Material:
--- BEGIN ---
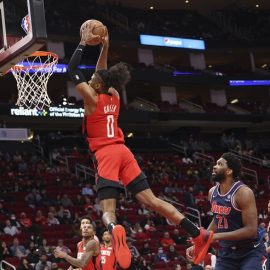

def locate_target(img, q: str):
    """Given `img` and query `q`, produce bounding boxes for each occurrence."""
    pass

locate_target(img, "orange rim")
[10,51,59,73]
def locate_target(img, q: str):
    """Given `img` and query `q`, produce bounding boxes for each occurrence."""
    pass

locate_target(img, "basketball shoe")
[112,225,131,269]
[192,228,214,264]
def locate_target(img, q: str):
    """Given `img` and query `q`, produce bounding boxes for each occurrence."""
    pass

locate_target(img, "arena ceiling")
[99,0,270,11]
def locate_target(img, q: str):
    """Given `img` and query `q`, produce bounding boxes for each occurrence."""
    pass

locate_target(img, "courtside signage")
[140,35,205,50]
[10,107,84,118]
[229,80,270,86]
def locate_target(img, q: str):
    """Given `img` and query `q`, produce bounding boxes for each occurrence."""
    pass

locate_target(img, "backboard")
[0,0,47,74]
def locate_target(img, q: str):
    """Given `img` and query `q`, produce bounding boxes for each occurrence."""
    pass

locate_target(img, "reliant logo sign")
[164,38,183,48]
[10,107,84,118]
[140,35,205,50]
--- END ---
Exercise goal: Copy out every line of the entries above, requests included, and scale each bounding box coordinate in the answers by 0.8, rounding to whole numbers with halves going up. Leave the pictures out.

Complete output:
def locate_target(img, q: str):
    """Given `img` and query `q`, produce bounding boxes for each occurrence."""
    pass

locate_target(img, "orange rim")
[8,41,47,58]
def locate_target(img, q: str):
    """Given `img` and query `q`, produce bounding boxes for each occurrence."""
    pass

locate_target(img, "basketball shoe")
[90,180,105,215]
[154,182,171,211]
def locate_target(img, q: str):
    """Given `img` and query `q`, produce bounding boxes for each occurrence."""
    pass

locate_target(img, "arena ceiling")
[79,0,216,9]
def locate_target(img, q: str):
    """Given `img` and query `q`, produce bounding boxes for each occurrence."""
    pass

locate_target(img, "courtside signage")
[112,28,164,40]
[8,86,67,94]
[183,64,216,69]
def locate_target(img, q: str):
    """Given `img` and query `q`, produce bounding boxes for each occurrence."""
    pass

locate_target(img, "backboard")
[0,0,38,59]
def locate_target(img, q: str):
    """Given `img` and query `q`, produce bounding boxes for each occurrence."""
    pass

locate_target(img, "reliant logo sign")
[131,30,146,38]
[8,86,67,94]
[112,28,164,40]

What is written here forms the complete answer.